* _Exercise details_
When a line in the entries contains the word "flower", copy that line in full.

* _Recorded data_

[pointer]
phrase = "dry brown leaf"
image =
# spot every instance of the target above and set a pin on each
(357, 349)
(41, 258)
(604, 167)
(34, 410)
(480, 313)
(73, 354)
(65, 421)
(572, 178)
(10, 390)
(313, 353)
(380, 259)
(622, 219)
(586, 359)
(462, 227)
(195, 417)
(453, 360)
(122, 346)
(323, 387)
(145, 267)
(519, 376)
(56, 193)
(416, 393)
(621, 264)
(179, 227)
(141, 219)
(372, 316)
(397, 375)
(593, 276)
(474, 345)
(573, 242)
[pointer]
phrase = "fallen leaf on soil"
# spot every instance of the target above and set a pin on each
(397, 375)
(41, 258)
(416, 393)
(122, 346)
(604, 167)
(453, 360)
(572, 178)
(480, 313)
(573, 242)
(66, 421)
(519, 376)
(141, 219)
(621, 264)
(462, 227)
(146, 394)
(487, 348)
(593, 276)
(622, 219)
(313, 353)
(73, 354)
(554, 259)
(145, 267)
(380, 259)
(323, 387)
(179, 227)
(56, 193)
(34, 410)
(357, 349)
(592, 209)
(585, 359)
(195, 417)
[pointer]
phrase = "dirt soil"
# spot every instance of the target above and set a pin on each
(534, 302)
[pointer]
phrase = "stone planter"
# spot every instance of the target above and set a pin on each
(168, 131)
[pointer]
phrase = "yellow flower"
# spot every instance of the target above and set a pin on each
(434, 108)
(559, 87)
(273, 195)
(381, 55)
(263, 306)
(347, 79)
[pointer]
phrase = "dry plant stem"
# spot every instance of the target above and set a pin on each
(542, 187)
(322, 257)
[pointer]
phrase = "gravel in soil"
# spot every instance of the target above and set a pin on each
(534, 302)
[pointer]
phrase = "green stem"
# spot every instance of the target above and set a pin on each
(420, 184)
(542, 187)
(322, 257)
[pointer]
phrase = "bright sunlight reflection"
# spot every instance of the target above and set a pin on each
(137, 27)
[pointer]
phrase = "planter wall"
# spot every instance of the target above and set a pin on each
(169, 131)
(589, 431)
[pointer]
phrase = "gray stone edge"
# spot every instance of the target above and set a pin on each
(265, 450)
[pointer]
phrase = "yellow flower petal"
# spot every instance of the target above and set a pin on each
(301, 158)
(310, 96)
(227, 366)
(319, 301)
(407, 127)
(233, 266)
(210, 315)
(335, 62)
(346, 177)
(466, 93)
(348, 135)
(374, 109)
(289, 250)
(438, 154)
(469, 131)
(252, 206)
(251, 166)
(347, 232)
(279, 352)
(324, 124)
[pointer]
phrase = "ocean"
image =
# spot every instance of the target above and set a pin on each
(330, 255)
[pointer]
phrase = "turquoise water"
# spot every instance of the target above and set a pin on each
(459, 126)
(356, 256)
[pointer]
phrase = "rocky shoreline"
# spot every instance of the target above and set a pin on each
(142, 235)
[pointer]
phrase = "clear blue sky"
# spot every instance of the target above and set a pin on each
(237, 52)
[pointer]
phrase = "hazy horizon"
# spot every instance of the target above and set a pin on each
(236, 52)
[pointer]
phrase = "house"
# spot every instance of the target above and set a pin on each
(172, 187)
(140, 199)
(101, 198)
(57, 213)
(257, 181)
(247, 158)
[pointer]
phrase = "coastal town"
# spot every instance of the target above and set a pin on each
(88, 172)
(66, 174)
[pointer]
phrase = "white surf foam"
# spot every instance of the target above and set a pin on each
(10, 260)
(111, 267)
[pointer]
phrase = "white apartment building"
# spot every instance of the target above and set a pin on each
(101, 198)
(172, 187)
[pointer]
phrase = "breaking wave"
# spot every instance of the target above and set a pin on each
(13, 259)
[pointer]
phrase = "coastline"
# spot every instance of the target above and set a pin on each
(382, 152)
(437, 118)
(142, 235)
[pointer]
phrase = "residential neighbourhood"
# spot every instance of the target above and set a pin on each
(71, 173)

* _Output below_
phrase = "yellow flower"
phrase = "yellow flower petal"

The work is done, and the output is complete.